[Point annotation lines]
[Begin]

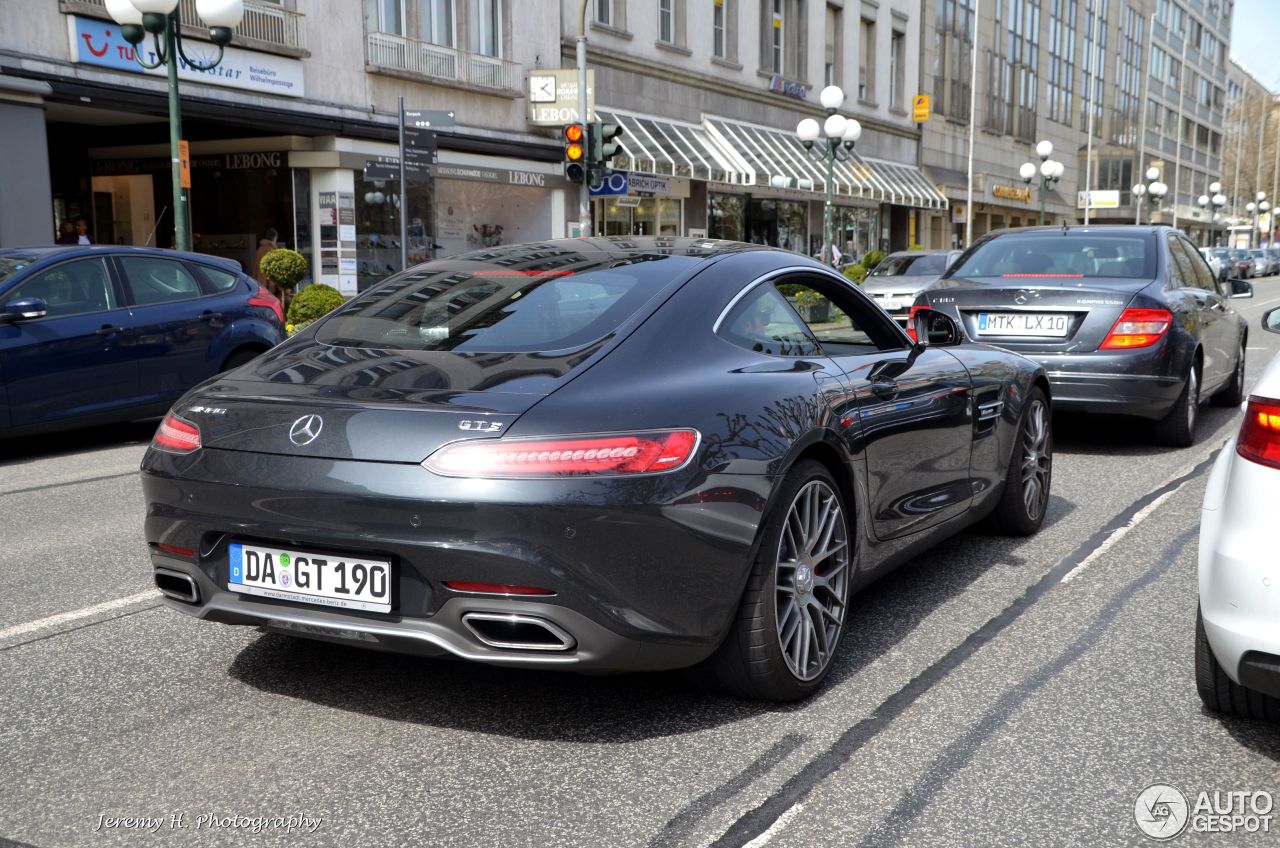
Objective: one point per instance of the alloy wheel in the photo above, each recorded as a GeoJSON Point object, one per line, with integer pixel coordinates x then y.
{"type": "Point", "coordinates": [812, 579]}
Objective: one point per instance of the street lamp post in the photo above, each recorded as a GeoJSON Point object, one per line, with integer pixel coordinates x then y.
{"type": "Point", "coordinates": [1050, 172]}
{"type": "Point", "coordinates": [840, 135]}
{"type": "Point", "coordinates": [160, 18]}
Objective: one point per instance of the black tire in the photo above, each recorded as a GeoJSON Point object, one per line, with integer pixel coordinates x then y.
{"type": "Point", "coordinates": [1024, 498]}
{"type": "Point", "coordinates": [237, 359]}
{"type": "Point", "coordinates": [753, 661]}
{"type": "Point", "coordinates": [1223, 694]}
{"type": "Point", "coordinates": [1178, 427]}
{"type": "Point", "coordinates": [1233, 393]}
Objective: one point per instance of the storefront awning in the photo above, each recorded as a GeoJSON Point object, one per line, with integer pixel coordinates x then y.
{"type": "Point", "coordinates": [776, 158]}
{"type": "Point", "coordinates": [670, 147]}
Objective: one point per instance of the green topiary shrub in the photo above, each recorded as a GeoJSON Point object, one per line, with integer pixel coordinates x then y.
{"type": "Point", "coordinates": [284, 268]}
{"type": "Point", "coordinates": [312, 302]}
{"type": "Point", "coordinates": [856, 273]}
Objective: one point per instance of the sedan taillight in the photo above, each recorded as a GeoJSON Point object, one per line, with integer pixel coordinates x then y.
{"type": "Point", "coordinates": [1260, 433]}
{"type": "Point", "coordinates": [176, 436]}
{"type": "Point", "coordinates": [606, 455]}
{"type": "Point", "coordinates": [1138, 328]}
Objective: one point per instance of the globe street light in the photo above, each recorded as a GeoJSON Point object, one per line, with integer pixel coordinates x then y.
{"type": "Point", "coordinates": [840, 135]}
{"type": "Point", "coordinates": [160, 18]}
{"type": "Point", "coordinates": [1050, 172]}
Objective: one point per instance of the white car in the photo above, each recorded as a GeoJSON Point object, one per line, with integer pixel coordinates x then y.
{"type": "Point", "coordinates": [1238, 627]}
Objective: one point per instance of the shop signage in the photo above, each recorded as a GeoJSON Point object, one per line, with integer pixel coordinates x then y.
{"type": "Point", "coordinates": [1097, 199]}
{"type": "Point", "coordinates": [553, 96]}
{"type": "Point", "coordinates": [796, 90]}
{"type": "Point", "coordinates": [1013, 192]}
{"type": "Point", "coordinates": [616, 183]}
{"type": "Point", "coordinates": [99, 42]}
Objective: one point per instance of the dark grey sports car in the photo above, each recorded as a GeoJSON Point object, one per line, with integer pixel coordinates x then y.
{"type": "Point", "coordinates": [1124, 319]}
{"type": "Point", "coordinates": [597, 455]}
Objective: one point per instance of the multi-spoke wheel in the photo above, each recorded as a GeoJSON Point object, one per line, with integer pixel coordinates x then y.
{"type": "Point", "coordinates": [792, 614]}
{"type": "Point", "coordinates": [1020, 509]}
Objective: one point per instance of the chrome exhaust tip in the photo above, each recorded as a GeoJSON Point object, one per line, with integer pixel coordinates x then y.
{"type": "Point", "coordinates": [517, 632]}
{"type": "Point", "coordinates": [177, 586]}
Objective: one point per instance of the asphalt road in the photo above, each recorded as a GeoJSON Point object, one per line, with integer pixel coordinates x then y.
{"type": "Point", "coordinates": [993, 692]}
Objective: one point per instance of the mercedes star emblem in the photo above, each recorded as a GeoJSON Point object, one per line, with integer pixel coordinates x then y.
{"type": "Point", "coordinates": [306, 429]}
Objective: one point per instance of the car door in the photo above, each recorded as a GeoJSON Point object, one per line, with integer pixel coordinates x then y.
{"type": "Point", "coordinates": [76, 360]}
{"type": "Point", "coordinates": [1201, 295]}
{"type": "Point", "coordinates": [913, 407]}
{"type": "Point", "coordinates": [176, 320]}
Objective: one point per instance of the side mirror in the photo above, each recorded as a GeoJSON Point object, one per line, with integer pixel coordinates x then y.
{"type": "Point", "coordinates": [1271, 320]}
{"type": "Point", "coordinates": [23, 309]}
{"type": "Point", "coordinates": [931, 327]}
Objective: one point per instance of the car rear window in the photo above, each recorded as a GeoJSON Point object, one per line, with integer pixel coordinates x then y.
{"type": "Point", "coordinates": [1063, 255]}
{"type": "Point", "coordinates": [453, 305]}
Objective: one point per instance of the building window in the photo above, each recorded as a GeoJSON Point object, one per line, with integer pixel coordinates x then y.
{"type": "Point", "coordinates": [1061, 59]}
{"type": "Point", "coordinates": [867, 62]}
{"type": "Point", "coordinates": [896, 69]}
{"type": "Point", "coordinates": [831, 73]}
{"type": "Point", "coordinates": [952, 42]}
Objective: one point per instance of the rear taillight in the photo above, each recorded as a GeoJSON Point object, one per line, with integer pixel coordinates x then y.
{"type": "Point", "coordinates": [270, 301]}
{"type": "Point", "coordinates": [606, 455]}
{"type": "Point", "coordinates": [1260, 433]}
{"type": "Point", "coordinates": [176, 436]}
{"type": "Point", "coordinates": [1138, 328]}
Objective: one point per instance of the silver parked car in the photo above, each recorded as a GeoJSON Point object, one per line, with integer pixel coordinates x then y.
{"type": "Point", "coordinates": [901, 276]}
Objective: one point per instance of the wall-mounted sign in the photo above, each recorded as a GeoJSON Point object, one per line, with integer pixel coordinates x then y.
{"type": "Point", "coordinates": [553, 96]}
{"type": "Point", "coordinates": [1013, 192]}
{"type": "Point", "coordinates": [787, 87]}
{"type": "Point", "coordinates": [99, 42]}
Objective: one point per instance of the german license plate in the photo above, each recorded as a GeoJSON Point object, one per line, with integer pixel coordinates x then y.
{"type": "Point", "coordinates": [304, 577]}
{"type": "Point", "coordinates": [1054, 324]}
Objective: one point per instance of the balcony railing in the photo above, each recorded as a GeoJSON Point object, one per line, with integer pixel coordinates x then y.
{"type": "Point", "coordinates": [438, 62]}
{"type": "Point", "coordinates": [266, 26]}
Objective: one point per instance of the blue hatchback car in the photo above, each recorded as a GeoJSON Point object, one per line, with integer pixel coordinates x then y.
{"type": "Point", "coordinates": [99, 333]}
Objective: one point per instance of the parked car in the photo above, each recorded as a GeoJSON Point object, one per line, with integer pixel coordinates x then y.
{"type": "Point", "coordinates": [1261, 261]}
{"type": "Point", "coordinates": [1242, 264]}
{"type": "Point", "coordinates": [1237, 638]}
{"type": "Point", "coordinates": [900, 277]}
{"type": "Point", "coordinates": [1217, 261]}
{"type": "Point", "coordinates": [1124, 319]}
{"type": "Point", "coordinates": [94, 334]}
{"type": "Point", "coordinates": [501, 481]}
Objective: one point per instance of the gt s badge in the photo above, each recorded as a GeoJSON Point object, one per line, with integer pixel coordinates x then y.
{"type": "Point", "coordinates": [479, 425]}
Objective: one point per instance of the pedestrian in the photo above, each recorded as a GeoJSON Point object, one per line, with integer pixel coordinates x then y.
{"type": "Point", "coordinates": [265, 246]}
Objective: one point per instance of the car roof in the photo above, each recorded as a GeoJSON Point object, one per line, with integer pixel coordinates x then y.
{"type": "Point", "coordinates": [42, 252]}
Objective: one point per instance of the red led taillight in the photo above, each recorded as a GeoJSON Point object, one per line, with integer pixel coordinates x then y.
{"type": "Point", "coordinates": [266, 299]}
{"type": "Point", "coordinates": [1138, 328]}
{"type": "Point", "coordinates": [1260, 433]}
{"type": "Point", "coordinates": [494, 588]}
{"type": "Point", "coordinates": [176, 436]}
{"type": "Point", "coordinates": [606, 455]}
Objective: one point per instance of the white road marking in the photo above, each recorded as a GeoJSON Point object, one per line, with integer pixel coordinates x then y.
{"type": "Point", "coordinates": [76, 615]}
{"type": "Point", "coordinates": [776, 828]}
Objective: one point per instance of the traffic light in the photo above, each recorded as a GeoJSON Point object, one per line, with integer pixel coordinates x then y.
{"type": "Point", "coordinates": [575, 153]}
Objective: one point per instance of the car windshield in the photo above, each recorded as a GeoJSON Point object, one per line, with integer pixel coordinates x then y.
{"type": "Point", "coordinates": [480, 306]}
{"type": "Point", "coordinates": [10, 265]}
{"type": "Point", "coordinates": [912, 265]}
{"type": "Point", "coordinates": [1069, 255]}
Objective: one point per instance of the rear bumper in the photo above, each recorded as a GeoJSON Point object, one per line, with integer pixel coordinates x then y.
{"type": "Point", "coordinates": [1121, 383]}
{"type": "Point", "coordinates": [645, 575]}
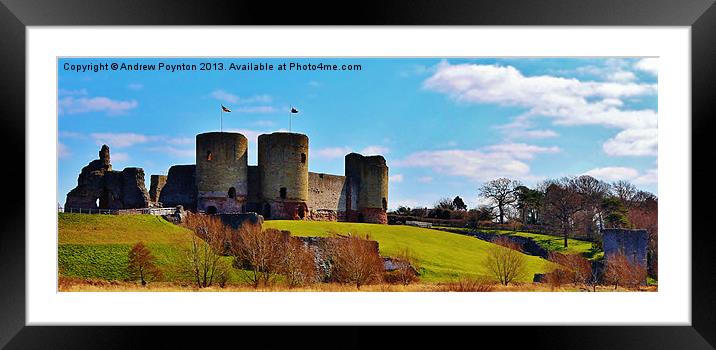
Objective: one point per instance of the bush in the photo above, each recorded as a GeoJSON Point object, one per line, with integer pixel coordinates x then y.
{"type": "Point", "coordinates": [468, 285]}
{"type": "Point", "coordinates": [355, 260]}
{"type": "Point", "coordinates": [142, 264]}
{"type": "Point", "coordinates": [298, 264]}
{"type": "Point", "coordinates": [406, 271]}
{"type": "Point", "coordinates": [505, 261]}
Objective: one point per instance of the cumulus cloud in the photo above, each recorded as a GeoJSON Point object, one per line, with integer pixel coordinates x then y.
{"type": "Point", "coordinates": [633, 142]}
{"type": "Point", "coordinates": [332, 152]}
{"type": "Point", "coordinates": [173, 151]}
{"type": "Point", "coordinates": [613, 173]}
{"type": "Point", "coordinates": [503, 160]}
{"type": "Point", "coordinates": [119, 157]}
{"type": "Point", "coordinates": [339, 152]}
{"type": "Point", "coordinates": [566, 101]}
{"type": "Point", "coordinates": [62, 150]}
{"type": "Point", "coordinates": [610, 174]}
{"type": "Point", "coordinates": [119, 139]}
{"type": "Point", "coordinates": [228, 97]}
{"type": "Point", "coordinates": [649, 65]}
{"type": "Point", "coordinates": [75, 105]}
{"type": "Point", "coordinates": [374, 150]}
{"type": "Point", "coordinates": [396, 178]}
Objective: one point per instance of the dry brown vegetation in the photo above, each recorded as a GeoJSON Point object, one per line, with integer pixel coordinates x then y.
{"type": "Point", "coordinates": [142, 264]}
{"type": "Point", "coordinates": [355, 260]}
{"type": "Point", "coordinates": [204, 257]}
{"type": "Point", "coordinates": [505, 260]}
{"type": "Point", "coordinates": [66, 284]}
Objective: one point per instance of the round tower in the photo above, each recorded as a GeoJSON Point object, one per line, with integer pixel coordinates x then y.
{"type": "Point", "coordinates": [367, 190]}
{"type": "Point", "coordinates": [283, 175]}
{"type": "Point", "coordinates": [221, 172]}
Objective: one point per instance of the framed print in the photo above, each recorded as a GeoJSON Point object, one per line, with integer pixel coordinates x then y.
{"type": "Point", "coordinates": [483, 165]}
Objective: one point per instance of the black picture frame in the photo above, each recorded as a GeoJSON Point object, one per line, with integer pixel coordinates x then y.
{"type": "Point", "coordinates": [16, 15]}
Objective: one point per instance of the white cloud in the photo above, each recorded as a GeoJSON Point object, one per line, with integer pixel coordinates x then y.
{"type": "Point", "coordinates": [650, 177]}
{"type": "Point", "coordinates": [649, 65]}
{"type": "Point", "coordinates": [224, 96]}
{"type": "Point", "coordinates": [173, 151]}
{"type": "Point", "coordinates": [612, 173]}
{"type": "Point", "coordinates": [331, 152]}
{"type": "Point", "coordinates": [72, 105]}
{"type": "Point", "coordinates": [503, 160]}
{"type": "Point", "coordinates": [374, 150]}
{"type": "Point", "coordinates": [568, 102]}
{"type": "Point", "coordinates": [65, 92]}
{"type": "Point", "coordinates": [425, 179]}
{"type": "Point", "coordinates": [62, 150]}
{"type": "Point", "coordinates": [119, 140]}
{"type": "Point", "coordinates": [633, 142]}
{"type": "Point", "coordinates": [255, 110]}
{"type": "Point", "coordinates": [228, 97]}
{"type": "Point", "coordinates": [119, 157]}
{"type": "Point", "coordinates": [396, 178]}
{"type": "Point", "coordinates": [521, 150]}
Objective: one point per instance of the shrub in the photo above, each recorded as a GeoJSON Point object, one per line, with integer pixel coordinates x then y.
{"type": "Point", "coordinates": [406, 271]}
{"type": "Point", "coordinates": [355, 260]}
{"type": "Point", "coordinates": [468, 285]}
{"type": "Point", "coordinates": [142, 264]}
{"type": "Point", "coordinates": [298, 264]}
{"type": "Point", "coordinates": [505, 261]}
{"type": "Point", "coordinates": [205, 255]}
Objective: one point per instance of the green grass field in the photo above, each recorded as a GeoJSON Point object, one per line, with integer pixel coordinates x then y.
{"type": "Point", "coordinates": [96, 246]}
{"type": "Point", "coordinates": [443, 256]}
{"type": "Point", "coordinates": [549, 242]}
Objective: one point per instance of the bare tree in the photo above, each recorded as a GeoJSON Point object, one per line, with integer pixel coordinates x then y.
{"type": "Point", "coordinates": [502, 192]}
{"type": "Point", "coordinates": [298, 264]}
{"type": "Point", "coordinates": [593, 193]}
{"type": "Point", "coordinates": [355, 260]}
{"type": "Point", "coordinates": [562, 202]}
{"type": "Point", "coordinates": [625, 191]}
{"type": "Point", "coordinates": [142, 264]}
{"type": "Point", "coordinates": [205, 256]}
{"type": "Point", "coordinates": [505, 261]}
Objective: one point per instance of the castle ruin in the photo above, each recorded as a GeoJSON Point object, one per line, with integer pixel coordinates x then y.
{"type": "Point", "coordinates": [278, 187]}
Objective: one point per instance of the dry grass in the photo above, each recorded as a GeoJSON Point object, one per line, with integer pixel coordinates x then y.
{"type": "Point", "coordinates": [86, 285]}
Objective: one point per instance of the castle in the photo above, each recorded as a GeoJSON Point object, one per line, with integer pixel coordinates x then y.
{"type": "Point", "coordinates": [221, 182]}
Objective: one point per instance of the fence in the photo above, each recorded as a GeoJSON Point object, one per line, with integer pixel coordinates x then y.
{"type": "Point", "coordinates": [150, 211]}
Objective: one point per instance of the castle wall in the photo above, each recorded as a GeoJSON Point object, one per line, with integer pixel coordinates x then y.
{"type": "Point", "coordinates": [367, 189]}
{"type": "Point", "coordinates": [283, 175]}
{"type": "Point", "coordinates": [156, 183]}
{"type": "Point", "coordinates": [221, 172]}
{"type": "Point", "coordinates": [180, 188]}
{"type": "Point", "coordinates": [633, 243]}
{"type": "Point", "coordinates": [326, 197]}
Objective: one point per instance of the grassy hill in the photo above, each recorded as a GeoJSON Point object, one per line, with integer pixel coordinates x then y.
{"type": "Point", "coordinates": [96, 246]}
{"type": "Point", "coordinates": [443, 255]}
{"type": "Point", "coordinates": [549, 242]}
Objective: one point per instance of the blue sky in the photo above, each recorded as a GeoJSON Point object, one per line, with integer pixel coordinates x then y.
{"type": "Point", "coordinates": [445, 126]}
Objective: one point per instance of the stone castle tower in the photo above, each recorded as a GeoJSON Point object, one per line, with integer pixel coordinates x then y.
{"type": "Point", "coordinates": [221, 182]}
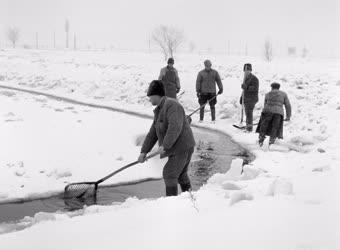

[End]

Exercise details>
Copy the lines from the one containing "Objective: one point per instance of the fence" through the end of the records, both included, changing "castle wall" to "curtain wall" and leaving everything else as it stands. Do not include the pictures.

Response>
Objective: one point per instance of the fence in the photo above, each recorded as a GeoJSON Point object, one per line, with integer pixel coordinates x then y.
{"type": "Point", "coordinates": [150, 211]}
Objective: one point per instance of the curtain wall in the photo above, each recorded as a GeoJSON Point object, one per line, with integer pixel coordinates x then y.
{"type": "Point", "coordinates": [367, 189]}
{"type": "Point", "coordinates": [283, 175]}
{"type": "Point", "coordinates": [156, 183]}
{"type": "Point", "coordinates": [221, 172]}
{"type": "Point", "coordinates": [180, 188]}
{"type": "Point", "coordinates": [633, 243]}
{"type": "Point", "coordinates": [326, 197]}
Objective: one point per instance of the grassy hill in the photo above, each recorded as a GeoJSON Point object, one per line, with integer pixel coordinates x then y.
{"type": "Point", "coordinates": [96, 246]}
{"type": "Point", "coordinates": [443, 255]}
{"type": "Point", "coordinates": [549, 242]}
Objective: one point per instance of the blue sky in the photo above, each recorded as a GeoJSON Point object, one per line, with integer pixel coordinates x then y.
{"type": "Point", "coordinates": [445, 126]}
Objective: one point per instance of the stone castle tower in the photo above, each recorded as a GeoJSON Point object, one per line, with integer pixel coordinates x then y.
{"type": "Point", "coordinates": [221, 182]}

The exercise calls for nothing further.